(Dataset entries)
┄┄┄┄┄┄
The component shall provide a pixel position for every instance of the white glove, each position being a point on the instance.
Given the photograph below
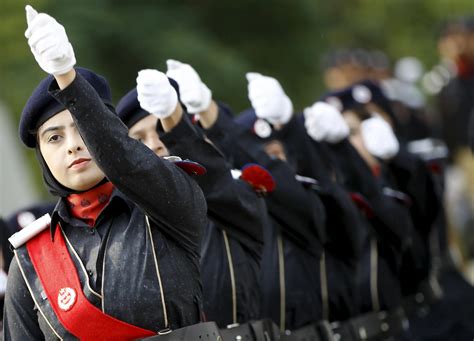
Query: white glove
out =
(155, 93)
(49, 43)
(323, 122)
(379, 138)
(268, 99)
(195, 95)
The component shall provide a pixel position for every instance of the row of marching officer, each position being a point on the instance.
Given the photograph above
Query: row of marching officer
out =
(171, 212)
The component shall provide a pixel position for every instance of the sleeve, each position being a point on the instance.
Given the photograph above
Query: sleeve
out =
(20, 321)
(165, 192)
(231, 203)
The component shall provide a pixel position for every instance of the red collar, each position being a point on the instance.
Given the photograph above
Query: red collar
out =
(88, 205)
(465, 68)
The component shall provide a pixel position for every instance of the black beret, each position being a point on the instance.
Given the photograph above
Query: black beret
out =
(359, 94)
(41, 105)
(128, 107)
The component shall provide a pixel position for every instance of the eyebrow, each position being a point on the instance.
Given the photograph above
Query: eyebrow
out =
(53, 128)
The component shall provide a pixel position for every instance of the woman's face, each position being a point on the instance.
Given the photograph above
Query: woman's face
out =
(66, 155)
(145, 132)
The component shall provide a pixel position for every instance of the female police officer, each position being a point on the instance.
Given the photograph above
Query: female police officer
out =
(121, 257)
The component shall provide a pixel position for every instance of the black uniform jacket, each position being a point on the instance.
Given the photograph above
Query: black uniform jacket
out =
(290, 276)
(232, 242)
(342, 162)
(116, 260)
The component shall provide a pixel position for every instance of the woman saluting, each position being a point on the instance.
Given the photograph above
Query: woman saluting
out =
(120, 259)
┄┄┄┄┄┄
▶ GIVEN EXERCISE
Rewrite the part of the records that opens with the line containing "woman saluting, each" and runs through the end of the records, substituting "module" for "component" and leaving all else unchanged.

▶ RESULT FOR THIS TASK
The module shall provide a pixel position for every instance of the woman saluting, each position being a point on the instance.
Given the photograph above
Query: woman saluting
out =
(120, 259)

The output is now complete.